> Exercise prompt
Below is a set of entries. Reproduce exactly the lines from the one containing "Where can you see the black" through the end, both included.

------ Record list

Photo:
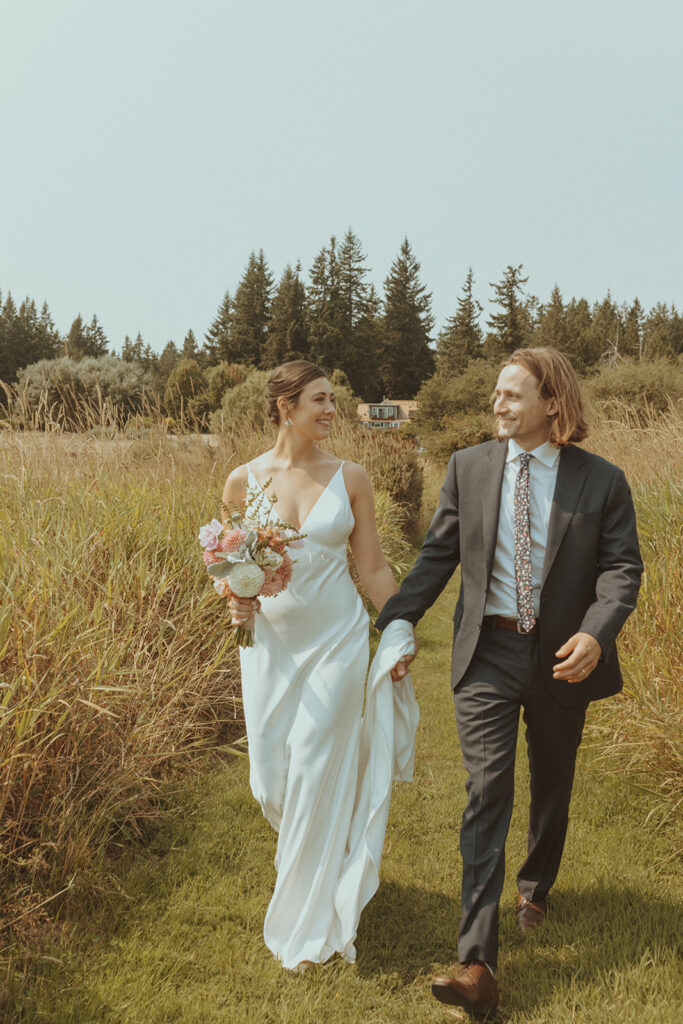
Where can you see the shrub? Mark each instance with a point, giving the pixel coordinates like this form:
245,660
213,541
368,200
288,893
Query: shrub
220,379
246,401
636,387
457,433
243,404
184,394
443,397
75,393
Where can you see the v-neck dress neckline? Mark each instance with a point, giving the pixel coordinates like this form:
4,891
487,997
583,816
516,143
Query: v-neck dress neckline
313,506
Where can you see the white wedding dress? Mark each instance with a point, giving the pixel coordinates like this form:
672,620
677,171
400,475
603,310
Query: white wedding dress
321,773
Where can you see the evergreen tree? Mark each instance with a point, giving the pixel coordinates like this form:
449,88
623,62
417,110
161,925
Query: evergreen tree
663,332
95,343
218,344
356,318
461,339
137,351
75,340
325,307
633,331
48,341
605,335
189,347
551,331
167,363
579,321
509,329
288,331
131,351
10,345
406,358
251,313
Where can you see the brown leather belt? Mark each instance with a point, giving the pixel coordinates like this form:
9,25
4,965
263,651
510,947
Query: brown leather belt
505,623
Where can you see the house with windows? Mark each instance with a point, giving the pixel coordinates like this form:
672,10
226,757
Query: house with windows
389,414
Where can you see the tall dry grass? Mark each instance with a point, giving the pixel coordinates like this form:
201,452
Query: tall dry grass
640,733
117,666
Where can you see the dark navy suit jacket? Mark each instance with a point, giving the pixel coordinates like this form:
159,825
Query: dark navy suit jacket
591,573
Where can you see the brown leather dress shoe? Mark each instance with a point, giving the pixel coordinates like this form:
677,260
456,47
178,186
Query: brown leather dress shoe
530,915
473,988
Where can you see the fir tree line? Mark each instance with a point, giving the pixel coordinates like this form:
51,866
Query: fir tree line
383,345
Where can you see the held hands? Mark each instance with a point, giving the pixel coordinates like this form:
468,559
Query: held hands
581,653
243,609
400,668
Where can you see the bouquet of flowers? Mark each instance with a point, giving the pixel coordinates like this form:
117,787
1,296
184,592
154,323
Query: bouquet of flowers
250,559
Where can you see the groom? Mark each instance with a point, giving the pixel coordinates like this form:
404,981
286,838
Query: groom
545,535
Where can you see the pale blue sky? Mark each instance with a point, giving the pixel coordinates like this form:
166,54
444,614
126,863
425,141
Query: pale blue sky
150,145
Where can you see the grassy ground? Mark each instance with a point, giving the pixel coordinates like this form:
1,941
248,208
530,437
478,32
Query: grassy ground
178,939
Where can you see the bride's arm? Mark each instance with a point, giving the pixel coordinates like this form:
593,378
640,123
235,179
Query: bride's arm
235,496
374,570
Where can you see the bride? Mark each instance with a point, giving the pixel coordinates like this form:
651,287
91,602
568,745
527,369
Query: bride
315,768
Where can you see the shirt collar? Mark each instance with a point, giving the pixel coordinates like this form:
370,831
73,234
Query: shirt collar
546,453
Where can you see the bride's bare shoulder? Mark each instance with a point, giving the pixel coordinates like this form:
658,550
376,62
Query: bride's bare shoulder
355,478
236,485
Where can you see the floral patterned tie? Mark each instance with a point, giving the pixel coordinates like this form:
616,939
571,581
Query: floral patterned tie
525,616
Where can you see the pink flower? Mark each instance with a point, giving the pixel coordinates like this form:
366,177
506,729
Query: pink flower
276,580
221,587
209,535
232,541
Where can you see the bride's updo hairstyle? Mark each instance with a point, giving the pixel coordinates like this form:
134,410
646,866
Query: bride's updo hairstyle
288,382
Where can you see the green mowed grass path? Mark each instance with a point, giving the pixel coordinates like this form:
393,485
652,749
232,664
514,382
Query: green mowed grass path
182,939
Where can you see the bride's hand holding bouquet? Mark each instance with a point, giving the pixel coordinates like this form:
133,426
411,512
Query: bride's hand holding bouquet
249,560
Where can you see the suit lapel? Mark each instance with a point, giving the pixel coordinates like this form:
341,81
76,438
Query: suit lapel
569,483
489,489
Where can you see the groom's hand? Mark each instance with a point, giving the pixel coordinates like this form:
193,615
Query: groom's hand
582,653
400,668
243,609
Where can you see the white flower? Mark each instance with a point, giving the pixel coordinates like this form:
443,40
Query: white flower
269,559
209,535
246,579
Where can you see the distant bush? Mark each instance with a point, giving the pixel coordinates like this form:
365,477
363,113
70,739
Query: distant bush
443,397
637,387
458,433
184,395
220,379
245,403
391,462
74,393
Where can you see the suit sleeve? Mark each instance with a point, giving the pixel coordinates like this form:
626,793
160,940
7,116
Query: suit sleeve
436,562
620,567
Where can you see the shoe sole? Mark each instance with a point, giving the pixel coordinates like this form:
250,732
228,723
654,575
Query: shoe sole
446,994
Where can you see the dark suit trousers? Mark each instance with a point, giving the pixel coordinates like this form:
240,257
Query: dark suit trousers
502,678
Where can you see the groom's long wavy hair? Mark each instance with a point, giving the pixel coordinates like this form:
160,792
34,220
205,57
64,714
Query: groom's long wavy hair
557,380
288,381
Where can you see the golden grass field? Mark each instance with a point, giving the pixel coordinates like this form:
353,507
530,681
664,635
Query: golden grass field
118,675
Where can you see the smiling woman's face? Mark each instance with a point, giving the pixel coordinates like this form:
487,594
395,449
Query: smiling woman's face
315,409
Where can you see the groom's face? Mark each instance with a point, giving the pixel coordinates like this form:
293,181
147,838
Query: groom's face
519,410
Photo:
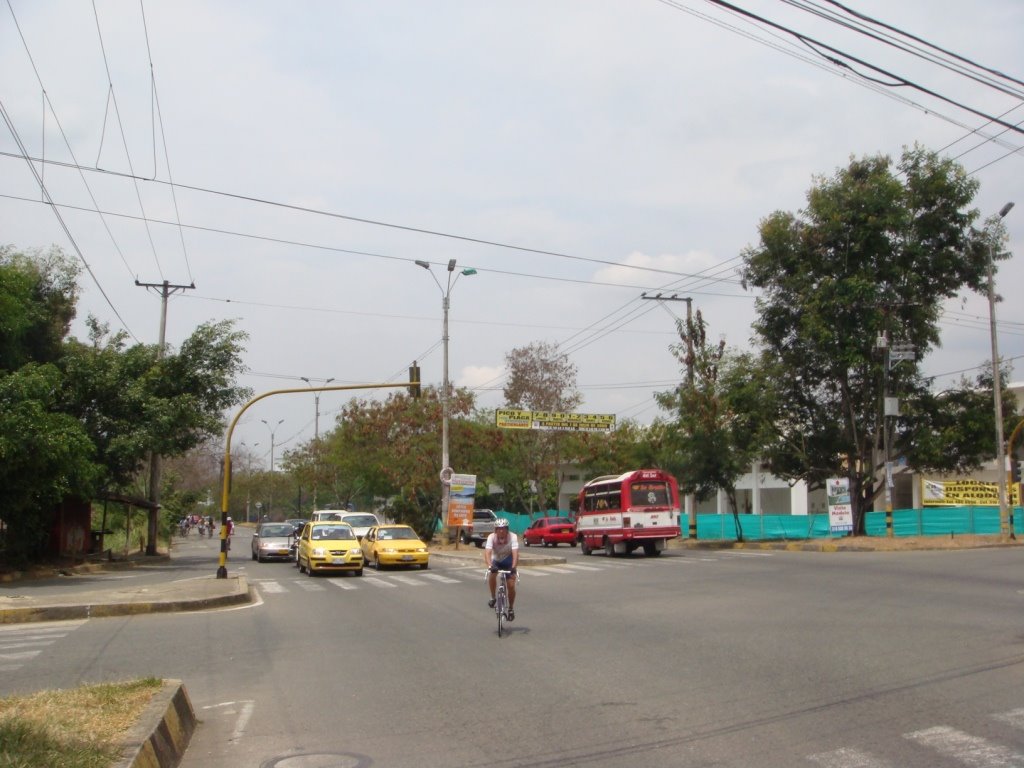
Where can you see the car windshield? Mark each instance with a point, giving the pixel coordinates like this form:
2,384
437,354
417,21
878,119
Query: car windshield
388,534
332,531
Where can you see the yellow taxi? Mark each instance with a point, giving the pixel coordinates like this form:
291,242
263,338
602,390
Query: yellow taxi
328,547
393,545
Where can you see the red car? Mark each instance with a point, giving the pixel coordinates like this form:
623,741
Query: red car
550,531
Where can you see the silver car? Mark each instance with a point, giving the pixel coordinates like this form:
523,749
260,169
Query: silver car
272,541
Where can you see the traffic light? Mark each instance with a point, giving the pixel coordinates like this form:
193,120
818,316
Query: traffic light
414,380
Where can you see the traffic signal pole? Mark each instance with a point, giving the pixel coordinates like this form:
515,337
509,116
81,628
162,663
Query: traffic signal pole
414,390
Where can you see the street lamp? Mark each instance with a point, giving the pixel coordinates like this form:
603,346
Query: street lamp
445,294
273,430
249,473
316,395
1000,454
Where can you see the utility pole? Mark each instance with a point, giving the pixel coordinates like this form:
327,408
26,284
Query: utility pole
165,289
690,502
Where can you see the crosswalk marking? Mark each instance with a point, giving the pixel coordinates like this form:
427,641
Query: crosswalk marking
459,573
972,751
342,585
439,578
1014,718
847,758
28,644
952,744
19,644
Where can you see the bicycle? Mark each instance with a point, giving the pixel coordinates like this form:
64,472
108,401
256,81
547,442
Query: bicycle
501,599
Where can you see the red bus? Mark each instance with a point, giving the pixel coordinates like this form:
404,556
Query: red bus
621,513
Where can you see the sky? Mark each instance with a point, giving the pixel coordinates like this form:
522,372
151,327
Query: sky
288,164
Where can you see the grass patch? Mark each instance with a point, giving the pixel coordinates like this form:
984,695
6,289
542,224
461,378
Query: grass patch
82,727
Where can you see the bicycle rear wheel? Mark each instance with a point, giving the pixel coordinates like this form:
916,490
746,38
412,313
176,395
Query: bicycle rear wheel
500,610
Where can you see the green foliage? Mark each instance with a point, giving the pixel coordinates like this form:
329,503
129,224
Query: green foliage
875,254
77,418
44,456
37,304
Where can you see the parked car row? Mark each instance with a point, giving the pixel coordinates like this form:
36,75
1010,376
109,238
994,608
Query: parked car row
335,546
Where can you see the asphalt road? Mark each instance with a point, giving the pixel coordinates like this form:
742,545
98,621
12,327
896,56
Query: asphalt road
728,658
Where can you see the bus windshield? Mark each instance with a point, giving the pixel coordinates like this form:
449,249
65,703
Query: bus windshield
650,494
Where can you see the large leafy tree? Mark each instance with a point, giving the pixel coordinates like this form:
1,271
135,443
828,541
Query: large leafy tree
873,255
82,417
38,293
719,415
540,378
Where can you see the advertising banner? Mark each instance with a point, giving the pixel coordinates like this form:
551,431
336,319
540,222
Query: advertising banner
966,494
516,419
840,508
461,496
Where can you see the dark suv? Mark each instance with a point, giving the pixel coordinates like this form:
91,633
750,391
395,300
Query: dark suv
483,525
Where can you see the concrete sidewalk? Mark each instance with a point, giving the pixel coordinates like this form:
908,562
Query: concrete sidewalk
119,599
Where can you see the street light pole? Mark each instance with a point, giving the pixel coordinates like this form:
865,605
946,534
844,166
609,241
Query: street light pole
1000,454
315,433
445,303
273,430
249,474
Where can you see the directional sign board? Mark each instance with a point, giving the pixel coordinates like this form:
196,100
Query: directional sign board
517,419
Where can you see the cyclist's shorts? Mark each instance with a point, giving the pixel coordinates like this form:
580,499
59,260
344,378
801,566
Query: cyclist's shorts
505,564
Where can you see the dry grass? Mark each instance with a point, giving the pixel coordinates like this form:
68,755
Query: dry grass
78,728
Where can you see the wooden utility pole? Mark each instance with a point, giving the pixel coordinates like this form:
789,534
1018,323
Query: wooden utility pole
690,503
165,289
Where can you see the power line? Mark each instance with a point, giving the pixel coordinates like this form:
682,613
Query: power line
842,59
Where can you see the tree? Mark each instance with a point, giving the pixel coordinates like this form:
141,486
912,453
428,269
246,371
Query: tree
133,402
45,456
541,378
873,254
38,293
718,427
86,415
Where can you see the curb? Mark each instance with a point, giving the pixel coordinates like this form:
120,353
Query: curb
162,734
94,610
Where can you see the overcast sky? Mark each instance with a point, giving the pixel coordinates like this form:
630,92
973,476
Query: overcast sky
574,153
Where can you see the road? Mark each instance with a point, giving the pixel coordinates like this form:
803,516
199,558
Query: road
730,658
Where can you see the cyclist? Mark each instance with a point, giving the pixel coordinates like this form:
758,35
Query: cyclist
501,552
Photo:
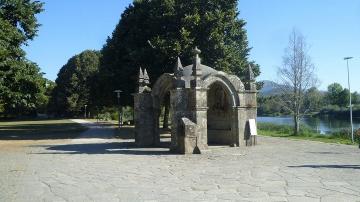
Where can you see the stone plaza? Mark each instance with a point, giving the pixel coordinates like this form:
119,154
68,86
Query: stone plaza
98,167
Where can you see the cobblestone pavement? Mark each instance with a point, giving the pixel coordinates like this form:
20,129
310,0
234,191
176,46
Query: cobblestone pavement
92,168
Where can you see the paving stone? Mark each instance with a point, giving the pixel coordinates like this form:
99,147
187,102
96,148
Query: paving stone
106,170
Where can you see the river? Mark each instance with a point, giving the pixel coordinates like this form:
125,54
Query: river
323,125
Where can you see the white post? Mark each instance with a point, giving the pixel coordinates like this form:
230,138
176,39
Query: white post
352,126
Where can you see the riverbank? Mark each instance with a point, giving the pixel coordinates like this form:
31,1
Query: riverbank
273,130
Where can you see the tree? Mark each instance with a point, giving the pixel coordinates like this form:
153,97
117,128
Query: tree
21,82
334,94
72,90
152,34
314,100
296,76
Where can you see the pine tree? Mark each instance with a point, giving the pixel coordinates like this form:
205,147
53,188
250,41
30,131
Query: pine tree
22,85
153,33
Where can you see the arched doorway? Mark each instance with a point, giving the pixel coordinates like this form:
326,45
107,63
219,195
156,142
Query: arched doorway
219,115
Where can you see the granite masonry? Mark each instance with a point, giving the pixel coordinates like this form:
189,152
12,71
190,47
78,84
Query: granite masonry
205,106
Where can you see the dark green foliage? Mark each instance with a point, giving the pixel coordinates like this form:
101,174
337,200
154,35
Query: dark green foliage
152,34
22,86
72,90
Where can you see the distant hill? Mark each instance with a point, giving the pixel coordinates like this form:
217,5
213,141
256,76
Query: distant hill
269,88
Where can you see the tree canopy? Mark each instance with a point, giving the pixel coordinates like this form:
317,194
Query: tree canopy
153,33
22,85
72,90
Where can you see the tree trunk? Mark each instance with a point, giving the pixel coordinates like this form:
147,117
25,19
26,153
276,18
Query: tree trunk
297,124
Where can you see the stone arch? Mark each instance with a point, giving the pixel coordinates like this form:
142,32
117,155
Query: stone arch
160,91
231,89
162,86
222,107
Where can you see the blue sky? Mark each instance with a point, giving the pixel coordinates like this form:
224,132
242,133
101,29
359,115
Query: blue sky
331,28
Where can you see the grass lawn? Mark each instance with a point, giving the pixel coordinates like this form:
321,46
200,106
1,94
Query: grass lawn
39,129
286,132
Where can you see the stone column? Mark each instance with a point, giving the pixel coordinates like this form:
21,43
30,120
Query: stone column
199,116
144,119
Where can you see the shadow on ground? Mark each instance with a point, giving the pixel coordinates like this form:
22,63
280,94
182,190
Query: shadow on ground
41,131
128,148
328,166
58,130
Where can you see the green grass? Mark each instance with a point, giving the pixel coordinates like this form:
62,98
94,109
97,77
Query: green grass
273,130
39,129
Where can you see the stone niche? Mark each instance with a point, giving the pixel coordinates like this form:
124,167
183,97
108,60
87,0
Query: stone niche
207,107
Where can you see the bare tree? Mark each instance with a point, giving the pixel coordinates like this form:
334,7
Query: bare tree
296,77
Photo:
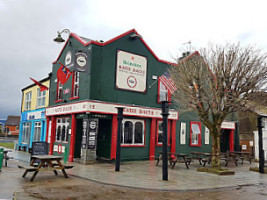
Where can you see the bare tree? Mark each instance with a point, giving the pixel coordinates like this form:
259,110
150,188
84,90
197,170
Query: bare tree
217,81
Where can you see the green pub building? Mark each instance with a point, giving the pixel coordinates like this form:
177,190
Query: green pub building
121,72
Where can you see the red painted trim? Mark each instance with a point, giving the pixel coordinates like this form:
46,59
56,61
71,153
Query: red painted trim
199,138
53,133
173,136
152,139
92,101
72,138
47,128
84,43
114,137
231,140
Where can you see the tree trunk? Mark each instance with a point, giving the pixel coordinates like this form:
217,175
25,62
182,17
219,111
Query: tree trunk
216,149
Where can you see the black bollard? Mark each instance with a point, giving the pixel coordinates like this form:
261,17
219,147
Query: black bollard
118,151
165,113
261,152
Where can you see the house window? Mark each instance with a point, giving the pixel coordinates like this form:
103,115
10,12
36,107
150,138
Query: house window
133,132
207,135
37,131
75,84
195,134
41,98
160,133
59,91
26,133
62,130
28,99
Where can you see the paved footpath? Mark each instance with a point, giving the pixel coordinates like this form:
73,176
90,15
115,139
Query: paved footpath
146,175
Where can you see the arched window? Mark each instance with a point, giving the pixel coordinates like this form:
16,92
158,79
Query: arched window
133,132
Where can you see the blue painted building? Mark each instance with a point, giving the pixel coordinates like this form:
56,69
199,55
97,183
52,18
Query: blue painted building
33,119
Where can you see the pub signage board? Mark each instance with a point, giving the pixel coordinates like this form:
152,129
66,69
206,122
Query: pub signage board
131,71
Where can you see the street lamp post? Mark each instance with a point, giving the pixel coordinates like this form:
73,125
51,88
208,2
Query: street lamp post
165,113
118,151
261,152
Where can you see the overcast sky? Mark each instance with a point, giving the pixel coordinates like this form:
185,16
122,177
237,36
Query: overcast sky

------------

> Response to the exercise
Where can you see the black bollard? Mark each instance with a point, giving the pixel coordinates like this form:
261,17
219,147
Query: black bollard
118,151
165,113
261,152
Where can you see the house window? Mark each instance with a point, giving the pixel coordinates like this form:
103,115
10,12
36,107
150,138
Query: house window
133,132
207,135
37,131
75,84
195,134
41,98
160,133
59,91
26,133
62,130
28,99
Where can you see the paved footpath? Mark each instance with a point, giving the pixel coordinates like this form:
73,176
90,15
115,139
Query: paved footpath
146,175
Where can you see the arched window? Mark each instance with a point, giving the pixel coordinates like this form:
16,92
158,79
Query: arched window
133,132
Where can you see the blue painted building? Mark each instance with a point, giving the pixel coordinates like this form:
56,69
199,55
97,183
52,18
Query: blue painted building
33,119
Where can you see the pub signage board? Mark each instance with a point, giving the pixel coordinates like this form:
152,129
66,69
206,122
Query: pub signage board
131,71
Where can you see the street lamp post? Mark each instance with a point, giving the pixel coordinates like this form:
73,125
51,88
208,2
Query: street lamp post
165,113
118,151
261,152
Where can you see the overcast sky? Mark each instance with a point, giving the pixel coordinates like this form:
185,16
122,177
237,36
Query: overcast sky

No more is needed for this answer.